Dataset items:
===============

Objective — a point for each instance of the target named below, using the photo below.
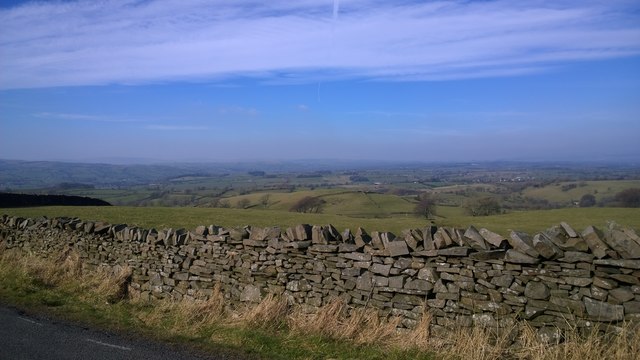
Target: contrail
(336, 11)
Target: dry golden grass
(335, 320)
(270, 313)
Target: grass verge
(161, 217)
(63, 287)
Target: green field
(600, 189)
(161, 217)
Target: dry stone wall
(553, 280)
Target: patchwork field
(161, 217)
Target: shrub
(308, 204)
(629, 197)
(587, 200)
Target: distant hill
(8, 200)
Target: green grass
(600, 189)
(161, 217)
(71, 300)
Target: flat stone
(496, 240)
(429, 274)
(516, 257)
(604, 283)
(560, 238)
(574, 306)
(397, 248)
(569, 230)
(441, 239)
(549, 335)
(502, 281)
(522, 243)
(602, 311)
(408, 299)
(546, 247)
(488, 255)
(380, 269)
(250, 293)
(632, 307)
(577, 281)
(627, 279)
(473, 238)
(365, 282)
(575, 256)
(628, 264)
(623, 244)
(622, 294)
(357, 256)
(536, 290)
(418, 285)
(455, 251)
(593, 237)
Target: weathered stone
(396, 282)
(428, 274)
(302, 232)
(549, 335)
(593, 238)
(397, 248)
(441, 239)
(537, 290)
(365, 281)
(605, 283)
(357, 256)
(577, 281)
(361, 237)
(623, 244)
(380, 269)
(250, 293)
(517, 257)
(546, 247)
(488, 255)
(496, 240)
(473, 238)
(561, 239)
(455, 251)
(627, 279)
(601, 311)
(408, 299)
(598, 293)
(418, 285)
(569, 230)
(323, 248)
(574, 306)
(632, 307)
(629, 264)
(622, 294)
(522, 243)
(503, 280)
(575, 256)
(480, 305)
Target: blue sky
(195, 80)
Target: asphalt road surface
(30, 337)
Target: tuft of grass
(161, 217)
(64, 286)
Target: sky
(233, 80)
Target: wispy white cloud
(237, 110)
(84, 117)
(175, 127)
(131, 42)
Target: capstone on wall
(556, 279)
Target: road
(31, 337)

===============

§ **Task details**: A faithful copy of the records above is needed, with the pictures left out.

§ **Answer space**:
Objective — a point for each instance of the target named below, using the photo below.
Target: contrail
(336, 11)
Target: dry golden grass
(335, 320)
(270, 313)
Target: grass verge
(161, 217)
(63, 287)
Target: green field
(600, 189)
(161, 217)
Target: dry stone wall
(553, 280)
Target: patchwork field
(161, 217)
Target: shrub
(308, 204)
(629, 197)
(587, 200)
Target: distant hill
(8, 200)
Target: green grass
(600, 189)
(161, 217)
(71, 300)
Target: flat stone
(496, 240)
(429, 274)
(516, 257)
(604, 283)
(560, 238)
(574, 306)
(397, 248)
(569, 230)
(441, 239)
(549, 335)
(502, 281)
(522, 243)
(602, 311)
(408, 299)
(546, 247)
(488, 255)
(380, 269)
(250, 293)
(632, 307)
(577, 281)
(627, 279)
(473, 238)
(365, 282)
(575, 256)
(628, 264)
(623, 244)
(622, 294)
(357, 256)
(536, 290)
(418, 285)
(455, 251)
(593, 237)
Target: weathered stone
(396, 282)
(428, 274)
(302, 232)
(549, 335)
(593, 238)
(397, 248)
(441, 239)
(537, 290)
(365, 281)
(605, 283)
(357, 256)
(577, 281)
(361, 237)
(623, 244)
(380, 269)
(250, 293)
(517, 257)
(546, 247)
(488, 255)
(496, 240)
(473, 238)
(561, 239)
(455, 251)
(627, 279)
(601, 311)
(408, 299)
(598, 293)
(418, 285)
(569, 230)
(323, 248)
(574, 306)
(632, 307)
(629, 264)
(622, 294)
(522, 243)
(503, 280)
(575, 256)
(480, 305)
Target: blue sky
(195, 80)
Target: asphalt road surface
(30, 337)
Target: tuft of grass
(161, 217)
(64, 286)
Target: sky
(233, 80)
Target: wispy white cloud
(237, 110)
(84, 117)
(175, 127)
(131, 42)
Target: capstone on wall
(556, 279)
Target: road
(31, 337)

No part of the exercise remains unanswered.